··· DATA EXCERPTS

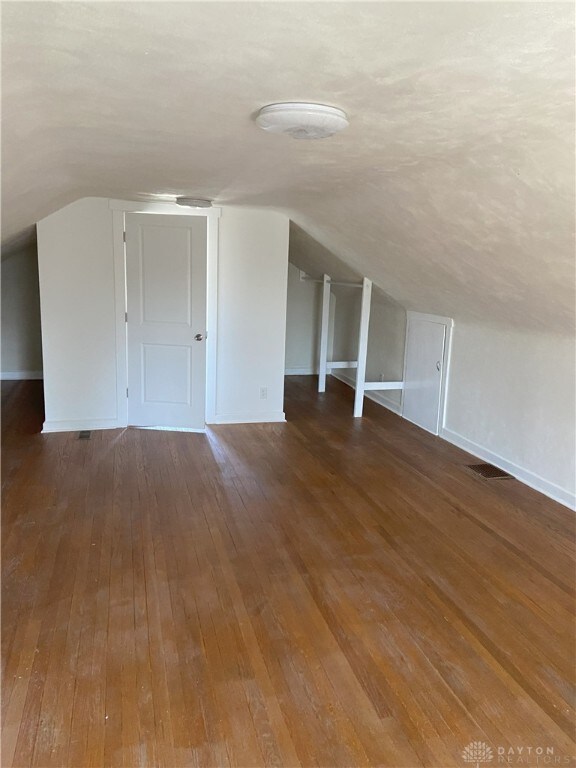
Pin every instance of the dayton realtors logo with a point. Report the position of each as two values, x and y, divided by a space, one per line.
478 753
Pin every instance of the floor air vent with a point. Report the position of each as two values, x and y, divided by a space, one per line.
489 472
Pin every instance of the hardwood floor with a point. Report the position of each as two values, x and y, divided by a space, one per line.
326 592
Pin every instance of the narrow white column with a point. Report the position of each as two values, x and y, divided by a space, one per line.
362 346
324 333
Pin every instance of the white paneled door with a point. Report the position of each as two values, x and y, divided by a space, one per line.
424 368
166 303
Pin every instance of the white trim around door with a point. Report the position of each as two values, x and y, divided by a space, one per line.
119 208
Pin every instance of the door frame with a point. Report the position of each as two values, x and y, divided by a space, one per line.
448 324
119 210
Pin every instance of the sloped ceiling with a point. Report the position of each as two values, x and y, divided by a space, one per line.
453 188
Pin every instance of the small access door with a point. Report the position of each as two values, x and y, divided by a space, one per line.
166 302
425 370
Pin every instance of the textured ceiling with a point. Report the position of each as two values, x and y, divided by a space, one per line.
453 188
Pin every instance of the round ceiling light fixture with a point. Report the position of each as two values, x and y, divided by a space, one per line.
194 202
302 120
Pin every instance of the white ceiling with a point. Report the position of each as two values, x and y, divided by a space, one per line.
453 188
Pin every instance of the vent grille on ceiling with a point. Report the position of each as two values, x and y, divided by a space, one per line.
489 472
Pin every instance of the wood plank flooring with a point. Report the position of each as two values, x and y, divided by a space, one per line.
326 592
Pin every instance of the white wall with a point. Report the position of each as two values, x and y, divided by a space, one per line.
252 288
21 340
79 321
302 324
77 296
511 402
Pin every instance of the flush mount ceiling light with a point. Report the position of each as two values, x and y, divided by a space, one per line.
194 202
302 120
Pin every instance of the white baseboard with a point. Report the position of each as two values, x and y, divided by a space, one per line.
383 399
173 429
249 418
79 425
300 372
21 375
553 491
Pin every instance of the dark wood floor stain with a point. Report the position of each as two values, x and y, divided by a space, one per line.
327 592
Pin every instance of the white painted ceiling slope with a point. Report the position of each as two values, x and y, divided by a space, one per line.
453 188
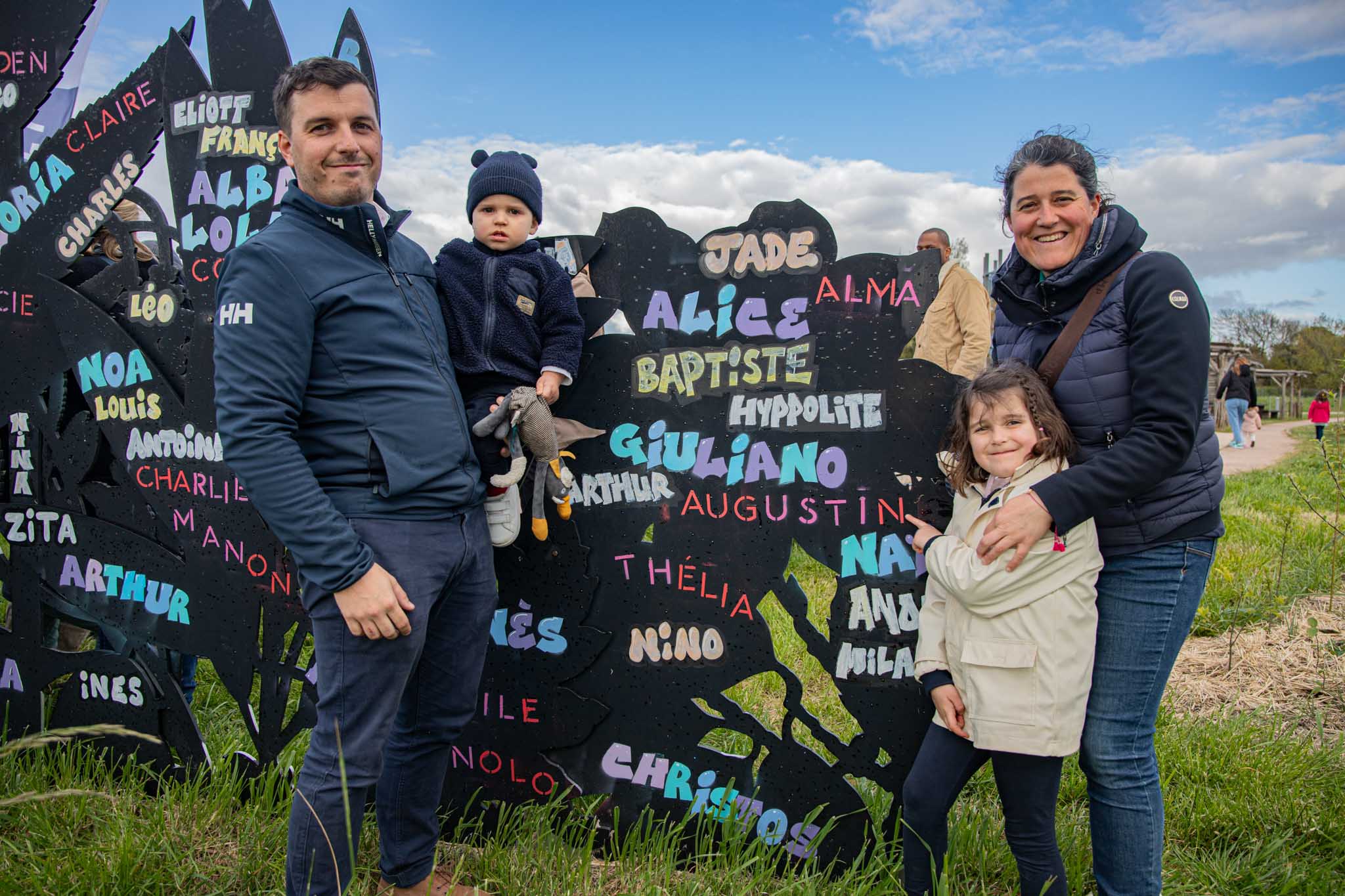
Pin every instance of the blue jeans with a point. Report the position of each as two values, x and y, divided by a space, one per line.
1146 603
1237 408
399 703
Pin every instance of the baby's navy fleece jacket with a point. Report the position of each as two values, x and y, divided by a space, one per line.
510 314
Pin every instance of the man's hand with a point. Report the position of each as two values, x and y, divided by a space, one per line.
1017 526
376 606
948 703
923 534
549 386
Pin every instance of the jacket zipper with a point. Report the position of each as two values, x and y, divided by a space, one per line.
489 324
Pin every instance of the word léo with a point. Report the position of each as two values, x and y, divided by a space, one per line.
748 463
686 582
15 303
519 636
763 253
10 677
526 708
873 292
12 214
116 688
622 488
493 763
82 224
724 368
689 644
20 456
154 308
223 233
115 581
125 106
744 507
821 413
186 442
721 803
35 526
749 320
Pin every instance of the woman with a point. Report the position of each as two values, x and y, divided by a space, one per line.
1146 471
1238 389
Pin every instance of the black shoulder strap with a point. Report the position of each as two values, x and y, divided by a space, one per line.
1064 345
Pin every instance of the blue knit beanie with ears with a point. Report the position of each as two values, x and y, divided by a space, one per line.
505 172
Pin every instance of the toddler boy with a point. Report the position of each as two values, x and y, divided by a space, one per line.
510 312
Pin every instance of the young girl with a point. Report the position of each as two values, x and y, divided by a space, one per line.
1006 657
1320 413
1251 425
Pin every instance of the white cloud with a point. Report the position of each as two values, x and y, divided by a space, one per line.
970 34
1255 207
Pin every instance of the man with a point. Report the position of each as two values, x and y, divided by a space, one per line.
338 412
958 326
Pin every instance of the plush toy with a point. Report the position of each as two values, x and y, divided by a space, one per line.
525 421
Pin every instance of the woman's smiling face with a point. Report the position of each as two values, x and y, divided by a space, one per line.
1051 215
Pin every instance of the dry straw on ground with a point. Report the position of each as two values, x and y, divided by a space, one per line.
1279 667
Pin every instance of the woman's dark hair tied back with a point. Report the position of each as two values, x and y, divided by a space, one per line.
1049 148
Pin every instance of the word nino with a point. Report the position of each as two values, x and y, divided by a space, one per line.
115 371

······

An exact reprint of the records above is required, with all pictures left out.

Pin every instance of the dayton realtors logo with a point. Report the position of each as two values, x and y, divided by a space, one per line.
478 753
Pin every instance of the floor air vent with a point. Report the position of each as two values, x and y, divided by a space, one per line.
489 472
Pin every instance of the hardwood floor with a point. Report the position of each as two values, x and y, divided by a space, one per line.
326 592
Pin every instance of the narrow white column with a point. Report the position of each as two values, x and y, divided by a space, one per line.
362 346
324 333
Pin every instance of the white paneled door with a point. Report the position of each as two values, x and y, divided by a space, one per line.
424 368
166 303
Pin every instance of the white trim around door with a point. Report the position of each as two values, x and y, divided by a space, one per line.
119 208
Pin every instance of the door frame with a point. Report the position of each as two values, x and y, divided by a space, one per line.
448 324
119 210
Pin every instance of the sloped ceiling with a point. Report the position of each as two values, x and y, divided by a space, one per line.
453 188
Pin every instance of the small access door with a point. Report the position of each as two values, x and y, divided by a space, one per line.
166 302
425 370
Pin every instance of the textured ceiling with a point. Report the position of each as two values, x and y, divided by a space, one per line.
453 188
Pin every instance of the round ceiling light fixture with a point. Report the position of each as two values, x and y, divided by a space, one per line.
194 202
302 120
Pin every instance of the white ceiling with a point. Report the position of each as two values, x and y, divided by a space, one per line.
453 188
Pin every instance of the vent grille on ceiling with a point. Report the position of each as two values, x and y, divided by a space, one per line.
489 472
Pin every instance of the wood plank flooring with a point. Report the position of each as two values, x and y, divided by a space, one per line.
326 592
Pin every instance of the white wall with a point. Report the position of each as two values, x and y, divided by a space, one per line.
252 288
21 340
79 321
302 324
77 296
511 402
Pin every instance of the flush mount ceiling light with a point. Report the position of each as two values, x and y, divided by a space, one per line.
194 202
302 120
Pin every instance of the white baseboard with a point. Report the position of each as two values, x and y, divided by a space, one per line.
383 399
173 429
249 418
79 425
300 372
21 375
553 491
Pin every instance of the dark wood floor stain with a point. Report the position of each as two values, x and y, divided by a space, one per line.
327 592
Pin every instance of the white painted ceiling slope with a point. Report the position of each as two values, x and y, divided by a space, one per line.
453 188
Pin every instance of the blue jeans with a point. Report the position of each as two values, x and y, divided by a space, one per line.
1146 603
1237 408
399 703
Pin every instance of the baby's navy fleece jacket with a point. Report the position of each as two values, x and y, divided by a space, one per line.
510 314
Pin every instance of the man's hand with a point. Report the position of each as two values, x and y, divided by a space, one per line.
1017 526
376 606
948 703
923 534
549 386
Pin every instance of the jacket zipper with a point. Report the position of each as two values, x and y, divided by a space, one per line.
489 324
Pin every instance of the word léo with a point. Report the position of each as two values, x and y, divided by a space, one per line.
748 463
686 582
15 303
519 636
763 253
10 677
526 708
873 292
12 214
116 688
622 488
493 763
82 224
724 368
689 644
20 456
154 308
223 233
115 581
125 106
744 507
821 413
186 442
721 803
35 526
749 320
Pin every instance of the woman with a point. Report the position of each as two values, x and y, divided by a space, one per line.
1146 471
1238 389
Pin every instance of the black shoulder strap with a point. Report the position of each as two values, x and y, divided by a space, one per line.
1064 345
Pin every instance of the blue knit beanie with ears with a point. Report the position of each as two values, x and y, divided by a space, one per line.
505 172
Pin every instance of the toddler boy with a point. Report the position of each as two values, x and y, divided by a space, one per line.
510 312
Pin every instance of the young girl with a point. Report the position of each as two values, x and y, divided by a space, one per line.
1006 657
1320 413
1251 425
Pin every instance of the white cloud with a point. Report the position of each as two values, x and y, divided by a space, one per line.
970 34
1255 207
Pin every instance of the man with a point. Report the position of each as two values, x and y, divided by a space, one per line.
338 412
958 326
Pin every instance of the plush toy with a point. Report the position of each as two values, x and y, divided by a space, one per line.
525 421
Pin every instance of the woman's smiling face with a point. Report the position of each as two values, x and y, divided by a space, one per line.
1051 215
Pin every instance of the dry straw on ground with a point. Report the position of each as two values, x and y, divided by a space, one per line.
1279 667
Pin every instance of the woman's dark hair tied back with a point. Report the position of each as two values, x and y, divided by a space, one per line.
1049 148
Pin every instance of the word nino with a point. Report the position of each as two values, x and y, divided by a space, one per line.
115 371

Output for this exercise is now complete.